◆ Supplied passage ◆
********

[c-nsp] behavior of BGP when new address families are enabled (BGP dynamic capability)
Tassos Chatzithomaoglou
achatz at forthnetgroup.gr
Fri Aug 9 10:03:15 EDT 2013
And an interesting doc about BGP Multisession.
https://supportforums.cisco.com/docs/DOC-15725
--
Tassos
Tassos Chatzithomaoglou wrote on 09/08/2013 15:39:
> Having a BGP session with multisession capability enabled between 7200s (SRE6), brought up automatically another BGP session when the new address family got configured.
>
> BGP neighbor is x.x.x.x, vrf TEST-VRF, remote AS 65121, external link
> BGP version 4, remote router ID x.x.x.x
> Session state = Established, up for 30w3d
> Last read 00:00:39, last write 00:00:02, hold time is 180, keepalive interval is 60 seconds
> BGP multisession with 2 sessions (2 established), first up for 30w3d
> Neighbor sessions:
> 2 active, is multisession capable
> Neighbor capabilities:
> Route refresh: advertised and received(new) on session 1, 2
> Four-octets ASN Capability: advertised and received on session 1, 2
> Address family IPv4 Unicast: advertised and received
> Address family IPv6 Unicast: advertised and received
> Multisession Capability: advertised and received
> ...
> For address family: VPNv4 Unicast
> Translates address family IPv4 Unicast for VRF TEST-VRF
> Session: x.x.x.x session 1
> ....
> For address family: VPNv6 Unicast
> Translates address family IPv6 Unicast for VRF TEST-VRF
> Session: x.x.x.x session 2
>
>
> Interesting...but also a little bit confusing....
>
> --
> Tassos
>
> Adam Vitkovsky wrote on 08/08/2013 17:14:
>> There's a 'suppress capability' knob in XR, but unfortunately only for
>> 4-byte-asn.
>> You can try 'transport multi-session' in IOS, but I can't find it in XR.
>>
>> adam
>> -----Original Message-----
>> From: cisco-nsp [mailto:cisco-nsp-bounces at puck.nether.net] On Behalf Of
>> Tassos Chatzithomaoglou
>> Sent: Thursday, August 08, 2013 3:07 PM
>> To: Nick Hilliard
>> Cc: cisco-nsp
>> Subject: Re: [c-nsp] behavior of BGP when new address families are enabled
>> (BGP dynamic capability)

********

◆ Data section ◆
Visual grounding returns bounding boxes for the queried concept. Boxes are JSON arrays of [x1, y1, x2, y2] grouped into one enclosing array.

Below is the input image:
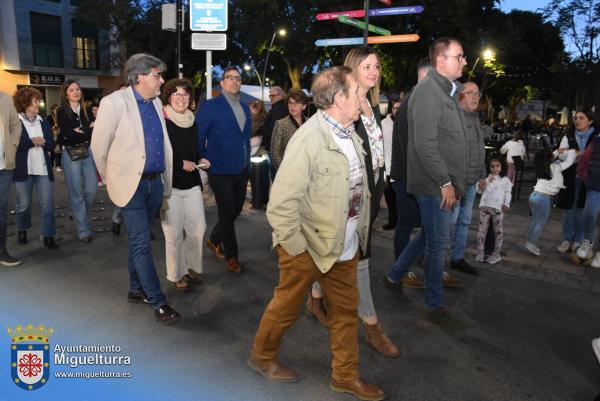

********

◆ Task instructions ◆
[1] Transcribe the part of the BGP message starting at "https://supportforums.cisco.com/docs/DOC-15725" and ending at "family got configured.".
[2] Answer these questions from the BGP message:
(a) What hold time does the neighbor output show?
(b) Which address family is listed with session 2?
(c) For which capability does the 'suppress capability' knob in XR work?

◆ Answers below ◆
[1]
https://supportforums.cisco.com/docs/DOC-15725
--
Tassos
Tassos Chatzithomaoglou wrote on 09/08/2013 15:39:
> Having a BGP session with multisession capability enabled between 7200s (SRE6), brought up automatically another BGP session when the new address family got configured.

[2]
(a) 180
(b) VPNv6 Unicast
(c) 4-byte-asn